◆ **Coordinate labeling data**:
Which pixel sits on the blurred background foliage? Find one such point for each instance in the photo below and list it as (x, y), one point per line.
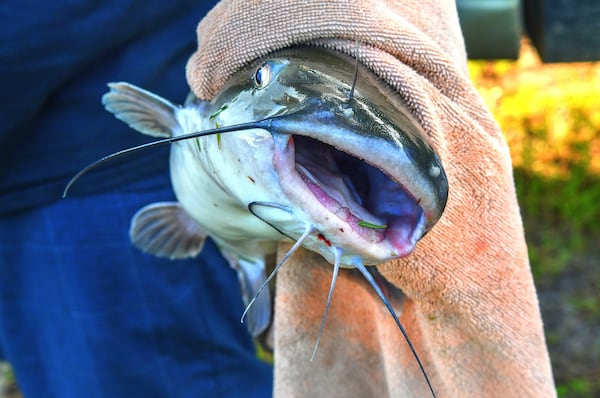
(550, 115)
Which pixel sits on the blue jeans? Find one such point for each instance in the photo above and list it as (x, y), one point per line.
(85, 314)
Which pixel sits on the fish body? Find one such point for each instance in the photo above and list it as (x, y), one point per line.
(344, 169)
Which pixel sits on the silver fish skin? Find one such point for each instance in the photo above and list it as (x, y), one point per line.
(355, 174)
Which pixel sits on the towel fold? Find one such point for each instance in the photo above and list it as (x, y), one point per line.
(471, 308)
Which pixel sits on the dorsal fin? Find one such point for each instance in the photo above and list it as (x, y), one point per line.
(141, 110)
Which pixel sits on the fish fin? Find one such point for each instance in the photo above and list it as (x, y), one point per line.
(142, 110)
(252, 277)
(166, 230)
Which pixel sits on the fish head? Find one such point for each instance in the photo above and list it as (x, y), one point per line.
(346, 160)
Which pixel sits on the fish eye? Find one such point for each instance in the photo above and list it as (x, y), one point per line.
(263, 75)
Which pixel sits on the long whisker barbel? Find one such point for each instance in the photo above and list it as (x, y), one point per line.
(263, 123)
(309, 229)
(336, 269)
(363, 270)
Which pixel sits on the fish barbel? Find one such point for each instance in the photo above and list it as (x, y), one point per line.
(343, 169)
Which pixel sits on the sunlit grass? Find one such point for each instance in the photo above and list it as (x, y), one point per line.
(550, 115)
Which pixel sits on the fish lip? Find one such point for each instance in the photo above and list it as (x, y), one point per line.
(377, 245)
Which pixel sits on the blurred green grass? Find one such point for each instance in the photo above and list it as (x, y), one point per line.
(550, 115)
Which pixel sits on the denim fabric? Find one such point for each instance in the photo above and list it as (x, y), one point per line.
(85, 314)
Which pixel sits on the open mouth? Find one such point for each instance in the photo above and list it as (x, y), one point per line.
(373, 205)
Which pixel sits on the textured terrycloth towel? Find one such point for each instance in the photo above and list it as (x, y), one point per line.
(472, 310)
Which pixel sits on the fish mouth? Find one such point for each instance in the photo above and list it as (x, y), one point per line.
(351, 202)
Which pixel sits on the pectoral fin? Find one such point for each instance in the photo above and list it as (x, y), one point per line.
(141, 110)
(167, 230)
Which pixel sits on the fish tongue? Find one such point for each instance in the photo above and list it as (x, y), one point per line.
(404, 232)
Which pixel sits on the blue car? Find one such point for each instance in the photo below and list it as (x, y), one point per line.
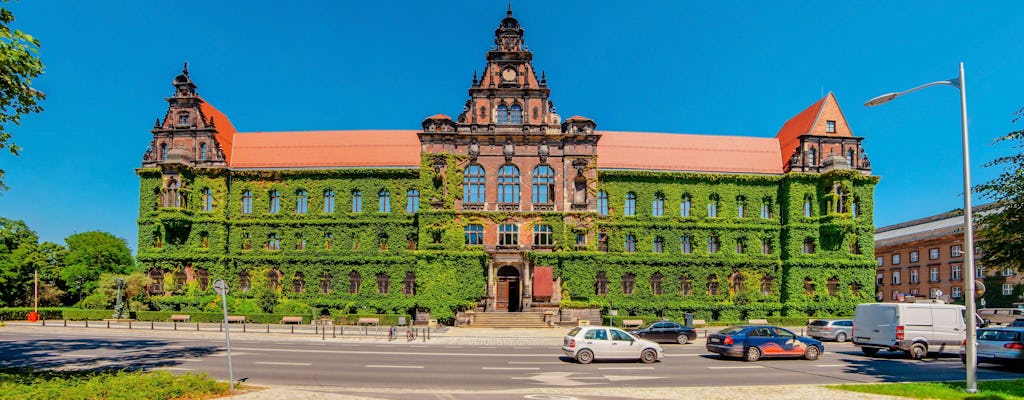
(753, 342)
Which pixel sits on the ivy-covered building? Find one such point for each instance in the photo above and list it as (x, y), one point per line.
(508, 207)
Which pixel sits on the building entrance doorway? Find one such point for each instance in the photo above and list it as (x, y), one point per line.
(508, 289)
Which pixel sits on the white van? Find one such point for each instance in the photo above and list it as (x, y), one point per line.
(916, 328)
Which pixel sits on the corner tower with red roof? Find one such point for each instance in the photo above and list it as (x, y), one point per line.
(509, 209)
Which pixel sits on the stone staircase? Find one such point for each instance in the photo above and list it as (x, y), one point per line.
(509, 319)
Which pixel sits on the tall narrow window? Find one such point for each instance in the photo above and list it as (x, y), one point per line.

◆ **The exercise**:
Retype each entry precisely. Skip images entirely.

◆ **Response**:
Which pixel sits on the blurred background foliage? Find one such point for each instance in the photo below and list it as (x, y), one point per line.
(550, 115)
Which pixel sits on the blue jeans? Find one such point for each instance in the photo above and list it as (x, y), one point per line.
(85, 314)
Which pixel sits on the fish body? Find one such point for each instance in the photo above and list it as (x, y), one point per line.
(344, 169)
Which pixel sits on the silver fish skin? Find one such point for each instance in the photo above and list it as (x, y), one point per line.
(355, 174)
Which pixel sits on the towel fold? Find one such point for each instance in the photo above and list it as (x, y), one point per line.
(471, 308)
Which pixel sits on the dorsal fin? Find one such point for each instance in the photo above and list it as (x, y), one point per line.
(141, 110)
Which pixel sits on the fish fin? Find one such point for each instance in the photo above and list it as (x, y), one point per line.
(142, 110)
(252, 277)
(166, 230)
Which pixel sits on the fish head? Find one such point for each instance in the photo above and list it as (x, y), one point per line.
(346, 160)
Which pixel sits on the fish eye? Find one such point for each instance in the photo above and list it as (x, y), one point per line.
(263, 75)
Which pixel sits on the long whisker barbel? Find one such point for each instance in the photo above and list it as (x, y), one point per line.
(263, 123)
(309, 229)
(336, 269)
(363, 270)
Which pixel sits on the fish barbel? Find one such point for each instance in the photo above and list it as (x, y), one point per line.
(343, 169)
Which pixel sits on the sunlit grass? Find one such point for each instance in the photo above and list it as (x, y), one point per line.
(550, 115)
Which pixel sits on the fish lip? Find one such point for each instance in the photo above and list it as (x, y), one point per line.
(377, 245)
Which pixel sits on the blurred green grass? Find one such point for each instance in the photo above and list it as (x, y), one point per line.
(550, 115)
Which pixel sits on the denim fabric? Find one such point for each instance in the photo above and list it as (x, y), one point per line.
(85, 314)
Which pixel sits on the open mouth? Find one such point for each instance in the photo above and list it as (x, y), one point per line.
(373, 205)
Which pixel sits on the textured terrycloth towel? Find one such point for each instance in the photo above and list it as (x, y), one point per line.
(472, 310)
Which pixel sits on the fish mouth? Find one such point for each instance in the photo above and list it as (x, y), one point per line.
(351, 202)
Which pixel sits on the pectoral fin? Find one such point for each instance in the photo above and list it as (x, y), one point per line.
(141, 110)
(167, 230)
Which pixel sits on the fish tongue? Find one such point for each instance in the photo above and list it as (x, y), one point per line.
(404, 232)
Which pixel sits on the blue car? Find one such point for each instance in the photo below and list it as (x, y), one point per line.
(753, 342)
Which pixel sits on the ivy-covered building? Find one such point for each instance in the photo above and list it as (x, y), one point per line.
(508, 207)
Which pixel sits on the building entrance doorway? Find one such point for each instance in the photo above and list it as (x, y), one point per line.
(508, 289)
Which pixel sits on the white van? Find one such point for each instance in the photo above and list it as (x, y), one point per line.
(916, 328)
Which pixel sits on the corner tower with red roof? Find one such point for each instance in the photo above and list it as (x, y), one point per line.
(509, 209)
Which pixel sits on the stone staircase? Find one such point for each instance in the photo above and list it as (x, y), one point per line.
(509, 319)
Which pixel sits on the tall narrow window? Find one such point for each instance in the photo above and list it as (x, y), one point per line.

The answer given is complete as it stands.